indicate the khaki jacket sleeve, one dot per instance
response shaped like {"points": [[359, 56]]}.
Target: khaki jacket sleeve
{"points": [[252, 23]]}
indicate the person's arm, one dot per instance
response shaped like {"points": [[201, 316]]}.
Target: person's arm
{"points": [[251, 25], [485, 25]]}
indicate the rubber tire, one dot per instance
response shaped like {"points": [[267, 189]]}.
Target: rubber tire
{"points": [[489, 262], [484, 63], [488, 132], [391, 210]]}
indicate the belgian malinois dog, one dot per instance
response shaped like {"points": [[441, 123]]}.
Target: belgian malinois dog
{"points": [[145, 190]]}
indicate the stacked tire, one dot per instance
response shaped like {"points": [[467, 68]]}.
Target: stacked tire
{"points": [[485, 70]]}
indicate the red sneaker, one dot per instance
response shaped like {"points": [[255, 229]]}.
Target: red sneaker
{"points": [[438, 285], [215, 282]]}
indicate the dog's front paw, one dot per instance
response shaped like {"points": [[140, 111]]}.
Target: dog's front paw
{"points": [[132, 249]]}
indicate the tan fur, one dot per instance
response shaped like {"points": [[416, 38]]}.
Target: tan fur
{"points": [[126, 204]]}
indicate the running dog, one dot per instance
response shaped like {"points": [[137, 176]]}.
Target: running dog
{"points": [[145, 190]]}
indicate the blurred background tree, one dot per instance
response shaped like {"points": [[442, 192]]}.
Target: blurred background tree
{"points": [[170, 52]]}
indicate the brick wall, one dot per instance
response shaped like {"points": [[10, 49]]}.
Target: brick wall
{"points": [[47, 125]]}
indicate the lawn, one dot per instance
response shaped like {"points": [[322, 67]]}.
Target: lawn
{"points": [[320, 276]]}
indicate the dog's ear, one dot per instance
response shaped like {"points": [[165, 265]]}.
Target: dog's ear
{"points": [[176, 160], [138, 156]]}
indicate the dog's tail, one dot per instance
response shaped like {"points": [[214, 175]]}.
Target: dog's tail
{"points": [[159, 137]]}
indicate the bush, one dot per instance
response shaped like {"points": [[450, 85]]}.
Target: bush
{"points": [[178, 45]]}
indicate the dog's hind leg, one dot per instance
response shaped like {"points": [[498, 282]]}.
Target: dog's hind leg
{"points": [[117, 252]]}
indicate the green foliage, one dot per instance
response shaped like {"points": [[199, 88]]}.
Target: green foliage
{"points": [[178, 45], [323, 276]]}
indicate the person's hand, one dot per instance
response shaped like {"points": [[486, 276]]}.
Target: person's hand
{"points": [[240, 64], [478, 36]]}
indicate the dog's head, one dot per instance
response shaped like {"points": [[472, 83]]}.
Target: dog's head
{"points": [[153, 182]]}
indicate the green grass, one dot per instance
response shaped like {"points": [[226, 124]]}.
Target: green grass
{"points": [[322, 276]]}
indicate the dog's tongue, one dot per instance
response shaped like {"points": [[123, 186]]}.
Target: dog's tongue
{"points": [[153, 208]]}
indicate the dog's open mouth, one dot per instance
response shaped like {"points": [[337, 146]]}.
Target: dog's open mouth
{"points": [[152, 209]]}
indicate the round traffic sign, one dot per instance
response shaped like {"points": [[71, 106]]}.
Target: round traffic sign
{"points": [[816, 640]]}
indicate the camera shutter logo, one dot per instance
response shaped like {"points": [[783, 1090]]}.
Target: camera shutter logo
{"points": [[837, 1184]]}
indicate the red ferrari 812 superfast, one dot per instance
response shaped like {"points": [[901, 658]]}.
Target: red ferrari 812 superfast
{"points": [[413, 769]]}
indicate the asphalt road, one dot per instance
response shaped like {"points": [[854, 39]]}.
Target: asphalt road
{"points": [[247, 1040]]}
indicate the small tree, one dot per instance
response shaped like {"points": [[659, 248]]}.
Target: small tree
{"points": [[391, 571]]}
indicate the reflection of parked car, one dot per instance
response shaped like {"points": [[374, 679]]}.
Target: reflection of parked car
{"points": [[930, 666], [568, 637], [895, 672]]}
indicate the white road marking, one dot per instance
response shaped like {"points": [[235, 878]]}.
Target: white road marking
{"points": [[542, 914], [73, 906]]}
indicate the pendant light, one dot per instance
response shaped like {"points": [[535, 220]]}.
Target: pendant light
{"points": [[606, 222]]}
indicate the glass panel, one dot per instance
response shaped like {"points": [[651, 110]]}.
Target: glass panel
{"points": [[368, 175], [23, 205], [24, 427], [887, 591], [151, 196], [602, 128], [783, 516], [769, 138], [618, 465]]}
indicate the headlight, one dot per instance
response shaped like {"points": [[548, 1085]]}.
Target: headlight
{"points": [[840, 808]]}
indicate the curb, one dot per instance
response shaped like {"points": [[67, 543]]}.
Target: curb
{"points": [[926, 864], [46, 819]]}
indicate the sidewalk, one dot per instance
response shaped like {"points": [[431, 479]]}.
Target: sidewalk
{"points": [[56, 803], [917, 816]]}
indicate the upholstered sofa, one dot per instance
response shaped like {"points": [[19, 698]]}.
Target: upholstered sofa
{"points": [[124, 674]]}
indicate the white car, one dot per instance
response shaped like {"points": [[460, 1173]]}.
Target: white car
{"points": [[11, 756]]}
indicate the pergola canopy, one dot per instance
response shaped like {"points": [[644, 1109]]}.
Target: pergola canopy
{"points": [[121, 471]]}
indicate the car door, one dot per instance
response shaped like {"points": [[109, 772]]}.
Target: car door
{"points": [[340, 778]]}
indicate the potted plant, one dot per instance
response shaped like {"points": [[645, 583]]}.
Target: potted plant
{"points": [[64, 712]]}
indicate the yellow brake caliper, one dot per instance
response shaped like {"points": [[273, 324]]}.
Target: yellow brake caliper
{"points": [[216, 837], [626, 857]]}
□ □ □ □
■ Problem to solve
All of the lines above must be returned exactly.

■ Answer below
indicate the khaki jacket sleeve, one dot per instance
response shaped like {"points": [[359, 56]]}.
Target: khaki jacket sleeve
{"points": [[252, 23]]}
indicate the person's arm, one dot per instance
response shaped like {"points": [[201, 316]]}.
Target: person's arm
{"points": [[251, 25], [485, 25]]}
indicate the rubber tire, one dot per instance
response shaped like {"points": [[267, 189]]}.
Target: rubber tire
{"points": [[489, 262], [484, 63], [488, 132], [391, 210]]}
indicate the belgian malinois dog, one dot per instance
response shaped like {"points": [[441, 123]]}.
Target: belgian malinois dog
{"points": [[145, 190]]}
indicate the stacked tire, one dot per instance
response shaped like {"points": [[467, 68]]}.
Target: stacked tire
{"points": [[485, 70]]}
indicate the red sneaker, one dot per instance
response shaped like {"points": [[255, 229]]}.
Target: red sneaker
{"points": [[438, 285], [215, 282]]}
indicate the dog's front paw, one dot per instance
response shaped like {"points": [[140, 111]]}.
Target: dog's front paw
{"points": [[132, 249]]}
indicate the tan fur, one dot per instance
response shaped like {"points": [[416, 38]]}.
Target: tan fur
{"points": [[126, 204]]}
indicate the running dog, one dot per instance
response shaped like {"points": [[137, 176]]}.
Target: running dog
{"points": [[145, 190]]}
indicate the blurred background tree, one dot per instance
response shaped like {"points": [[442, 192]]}.
Target: blurred background tree
{"points": [[170, 52]]}
indicate the brick wall, one dot per instance
response shaped like {"points": [[10, 49]]}.
Target: brick wall
{"points": [[47, 125]]}
indicate the lawn, one dot per instance
response shaped like {"points": [[322, 67]]}.
Target: lawn
{"points": [[320, 276]]}
indicate the dog's ear, one dot per instance
response shaped like {"points": [[165, 265]]}.
Target: dog's ear
{"points": [[176, 160], [138, 156]]}
indicate the dog's tail, one dot per instance
response shaped like {"points": [[214, 175]]}.
Target: dog's tail
{"points": [[159, 137]]}
indicate the bush, one dot per instance
response shaped like {"points": [[450, 85]]}.
Target: bush
{"points": [[178, 45]]}
indicate the dog's hind leg, one dot per instance
response shaped like {"points": [[498, 282]]}.
Target: dog's hind leg
{"points": [[117, 252]]}
indicate the green foliage, one dot per instance
response shaped like {"points": [[199, 88]]}.
Target: green foliage
{"points": [[178, 45], [323, 276]]}
indicate the person's hand, one dot per instance
response shaped like {"points": [[486, 276]]}.
Target: person's hand
{"points": [[240, 64], [478, 36]]}
indicate the dog's head, one dot per instance
response shaped like {"points": [[472, 83]]}.
Target: dog's head
{"points": [[153, 182]]}
indicate the green grass, one dot per instance
response shaped like {"points": [[226, 124]]}.
Target: green grass
{"points": [[322, 276]]}
indicate the dog's tongue, one dot per instance
response shaped like {"points": [[123, 186]]}.
Target: dog's tongue
{"points": [[153, 208]]}
indicate the dog's open mouth, one dot per instance
response shaped like {"points": [[337, 146]]}.
Target: dog's open mouth
{"points": [[152, 209]]}
indicate the round traffic sign, one dot per instance
response shaped like {"points": [[71, 106]]}.
Target: round traffic sign
{"points": [[816, 640]]}
indicate the camera shutter logo, one dot per instance
response shaped like {"points": [[783, 1090]]}.
Target: camera shutter logo
{"points": [[837, 1184]]}
indicate the red ferrari 812 superfast, one dot per instance
response shaped like {"points": [[901, 658]]}.
Target: red ferrari 812 superfast
{"points": [[413, 769]]}
indicate the asphalt road, one dot per instance
response shaped like {"points": [[854, 39]]}.
Target: asphalt road
{"points": [[247, 1040]]}
indicate the small tree, one dot per instance
response shaped like {"points": [[659, 248]]}.
Target: small tree
{"points": [[391, 571]]}
indicate the reflection of parked car, one dot per instance
response shaped like {"points": [[374, 679]]}.
Target: reflection of parked car
{"points": [[930, 666], [568, 637], [895, 672]]}
indicate the white road marking, one dot per instance
response shaped like {"points": [[235, 878]]}.
Target: white road marking
{"points": [[542, 914], [73, 906]]}
indicate the pendant light, one dot per instance
response shaped like {"points": [[535, 220]]}.
Target: pendant light
{"points": [[606, 222]]}
indicate the glass panel, one dot per instance
response shaped like {"points": [[651, 110]]}.
Target: glass panel
{"points": [[368, 175], [23, 205], [24, 427], [887, 591], [151, 196], [602, 128], [783, 516], [769, 138], [618, 465]]}
indicate the headlight, one dot per instance
response shaped like {"points": [[548, 1085]]}.
Target: headlight
{"points": [[840, 808]]}
indicate the curb, one dot per instance
response shaped like {"points": [[67, 543]]}.
Target: curb
{"points": [[926, 864], [46, 819]]}
indicate the sidewalk, one dot per instance
response shaped like {"points": [[431, 479]]}.
Target: sidewalk
{"points": [[56, 803], [917, 816]]}
indicate the upholstered sofa, one dot per instance
response shaped like {"points": [[19, 698]]}.
Target: upholstered sofa
{"points": [[124, 674]]}
indicate the white car, one dot per instance
response shaped like {"points": [[460, 1173]]}.
Target: white car
{"points": [[11, 756]]}
indicate the pergola canopy, one dot per instance
response shaped like {"points": [[644, 1109]]}.
Target: pergola canopy
{"points": [[121, 471]]}
indicate the car door, one dot per instance
response shaped like {"points": [[109, 772]]}.
Target: car door
{"points": [[340, 778]]}
indicate the potted plant, one dot per instance
response shaped like {"points": [[645, 583]]}.
Target: potted plant
{"points": [[64, 712]]}
indicate the yellow brake caliper, one dot per instance
response shaped like {"points": [[273, 324]]}.
Target: yellow brake caliper
{"points": [[216, 837], [626, 857]]}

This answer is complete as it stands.